Working with a vocabulary of forms inspired by vintage patio prints and hand-drawn illustrations, Posy 05, is a wall relief Bowdoin created for Wiess House. Its individual leaf and petal elements, together with its placement adjacent to an exterior window, invite a dialogue between real and imagined concepts of nature. The work embodies exuberance and intensity while conveying an ecologically-minded message, encouraging viewers to consider their own connections to the landscape around them.

About the Artist:  Natasha Bowdoin (b. 1981, West Kennebunk, ME) graduated with an MFA in painting from the Tyler School of Art in 2007 and obtained a BA in classics and studio art from Brandeis University in 2003. Bowdoin has held a number of artist residencies including at the Core Program, the Museum of Fine Arts, Houston (2008–2010), the Roswell Artist-in-Residence Program (2013), and the Bemis Center for Contemporary Arts (2012). Bowdoin has had numerous gallery and museum exhibitions throughout the United States and Europe, including the solo exhibitions In the Night Garden at the Amon Carter Museum of American Art in Fort Worth (2020–2021), Sideways to the Sun at the Moody Center for the Arts (2019), and Maneater at the Massachusetts Museum of Contemporary Art in North Adams, MA (2018–2020). Bowdoin is an Associate Professor of art at Rice University and lives and works in Houston.

- - - - - - -

_GOAL A_
Can you edit the listing from its first line to the line with "column 99, row 278", putting "lamppost" in place of "street lamp" and leaving the rest unchanged?
The passage on Posy 05 and the listing have nothing to do with each other.

_EXTRACTED RECORDS_
- - - - - - -

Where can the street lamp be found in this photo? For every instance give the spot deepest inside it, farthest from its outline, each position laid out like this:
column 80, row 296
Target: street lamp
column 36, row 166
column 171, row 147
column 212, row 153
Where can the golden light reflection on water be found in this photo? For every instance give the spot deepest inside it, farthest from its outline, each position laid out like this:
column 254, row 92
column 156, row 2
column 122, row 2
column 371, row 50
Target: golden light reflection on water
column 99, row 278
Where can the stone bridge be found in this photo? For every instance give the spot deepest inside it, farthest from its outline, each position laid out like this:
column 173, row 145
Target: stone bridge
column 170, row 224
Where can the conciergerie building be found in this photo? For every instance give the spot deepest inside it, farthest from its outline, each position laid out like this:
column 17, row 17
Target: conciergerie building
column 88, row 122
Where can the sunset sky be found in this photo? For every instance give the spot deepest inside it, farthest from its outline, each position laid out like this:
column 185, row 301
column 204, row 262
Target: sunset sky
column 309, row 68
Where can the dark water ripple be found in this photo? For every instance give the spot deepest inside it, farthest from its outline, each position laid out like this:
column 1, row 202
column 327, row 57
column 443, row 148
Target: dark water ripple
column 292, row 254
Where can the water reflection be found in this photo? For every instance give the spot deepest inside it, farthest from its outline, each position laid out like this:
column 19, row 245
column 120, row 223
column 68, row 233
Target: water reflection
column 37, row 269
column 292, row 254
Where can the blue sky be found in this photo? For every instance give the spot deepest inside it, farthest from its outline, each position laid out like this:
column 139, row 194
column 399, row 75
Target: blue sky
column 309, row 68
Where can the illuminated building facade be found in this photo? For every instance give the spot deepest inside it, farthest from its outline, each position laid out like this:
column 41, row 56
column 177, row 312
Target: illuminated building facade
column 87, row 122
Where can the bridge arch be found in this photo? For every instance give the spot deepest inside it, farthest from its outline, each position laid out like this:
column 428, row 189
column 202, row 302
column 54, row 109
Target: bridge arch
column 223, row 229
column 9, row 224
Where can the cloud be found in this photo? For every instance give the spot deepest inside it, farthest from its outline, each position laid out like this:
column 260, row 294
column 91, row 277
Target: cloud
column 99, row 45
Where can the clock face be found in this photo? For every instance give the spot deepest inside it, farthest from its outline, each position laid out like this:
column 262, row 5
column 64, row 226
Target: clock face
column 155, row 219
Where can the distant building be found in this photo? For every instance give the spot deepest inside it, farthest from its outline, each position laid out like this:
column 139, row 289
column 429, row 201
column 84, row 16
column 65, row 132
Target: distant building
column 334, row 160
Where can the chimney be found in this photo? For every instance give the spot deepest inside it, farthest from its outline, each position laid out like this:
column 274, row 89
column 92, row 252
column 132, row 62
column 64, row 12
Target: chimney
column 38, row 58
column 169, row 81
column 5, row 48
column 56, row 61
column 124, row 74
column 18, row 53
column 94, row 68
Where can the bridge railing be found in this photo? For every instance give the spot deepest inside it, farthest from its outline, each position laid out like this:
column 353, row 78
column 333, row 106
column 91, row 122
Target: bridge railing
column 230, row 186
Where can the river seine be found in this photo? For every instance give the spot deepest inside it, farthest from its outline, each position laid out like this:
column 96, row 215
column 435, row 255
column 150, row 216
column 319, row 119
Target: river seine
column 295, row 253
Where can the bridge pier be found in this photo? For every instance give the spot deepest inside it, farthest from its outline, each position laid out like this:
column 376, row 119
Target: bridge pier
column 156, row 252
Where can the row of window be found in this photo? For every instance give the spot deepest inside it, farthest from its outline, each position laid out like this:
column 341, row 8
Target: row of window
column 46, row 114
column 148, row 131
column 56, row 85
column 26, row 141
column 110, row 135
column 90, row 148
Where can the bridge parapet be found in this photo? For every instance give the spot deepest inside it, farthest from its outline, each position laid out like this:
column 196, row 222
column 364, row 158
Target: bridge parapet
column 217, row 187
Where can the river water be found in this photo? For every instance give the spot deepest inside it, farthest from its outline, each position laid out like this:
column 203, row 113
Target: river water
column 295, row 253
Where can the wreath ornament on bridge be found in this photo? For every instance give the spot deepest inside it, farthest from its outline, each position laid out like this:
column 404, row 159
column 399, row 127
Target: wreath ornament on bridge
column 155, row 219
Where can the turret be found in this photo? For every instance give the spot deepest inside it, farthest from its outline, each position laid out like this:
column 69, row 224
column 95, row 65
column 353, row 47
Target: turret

- - - - - - -

_GOAL B_
What does the passage on Posy 05 say from "Working with a" to "landscape around them."? Return that stretch word for word.

_WORKED SOLUTION A_
Where can the lamppost be found in this photo? For every instance give the spot deepest inside it, farthest from its outline, each position laid out like this:
column 80, row 296
Target: lamppost
column 36, row 166
column 171, row 147
column 212, row 153
Where can the golden light reflection on water be found in this photo? For every instance give the spot deepest inside it, farthest from its outline, each position laid out like this:
column 254, row 92
column 156, row 2
column 122, row 2
column 371, row 50
Target: golden light reflection on water
column 99, row 278

_WORKED SOLUTION B_
Working with a vocabulary of forms inspired by vintage patio prints and hand-drawn illustrations, Posy 05, is a wall relief Bowdoin created for Wiess House. Its individual leaf and petal elements, together with its placement adjacent to an exterior window, invite a dialogue between real and imagined concepts of nature. The work embodies exuberance and intensity while conveying an ecologically-minded message, encouraging viewers to consider their own connections to the landscape around them.